TASK DESCRIPTION: In the items below, switch "passenger door" to "driver door" wherever it occurs and write the lines out again with nothing else altered. Leave the pictures out.

SOURCE MATERIAL:
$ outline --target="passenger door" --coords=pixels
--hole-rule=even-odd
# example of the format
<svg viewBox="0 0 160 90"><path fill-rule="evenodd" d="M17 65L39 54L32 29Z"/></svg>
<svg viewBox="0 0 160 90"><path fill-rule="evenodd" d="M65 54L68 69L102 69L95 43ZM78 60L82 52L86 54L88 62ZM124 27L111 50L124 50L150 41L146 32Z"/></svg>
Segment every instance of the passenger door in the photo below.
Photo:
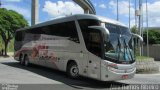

SOLVED EXERCISE:
$ outline --target="driver door" --coords=pixels
--hole-rule=even-odd
# example of the format
<svg viewBox="0 0 160 90"><path fill-rule="evenodd" d="M17 65L39 54L32 29Z"/></svg>
<svg viewBox="0 0 160 90"><path fill-rule="evenodd" d="M65 54L68 69L102 69L95 43ZM78 60L82 52L86 54L88 62ZM124 27L111 50L124 50L150 41L146 32Z"/></svg>
Segment every instance of the driver door in the photo below.
Photo:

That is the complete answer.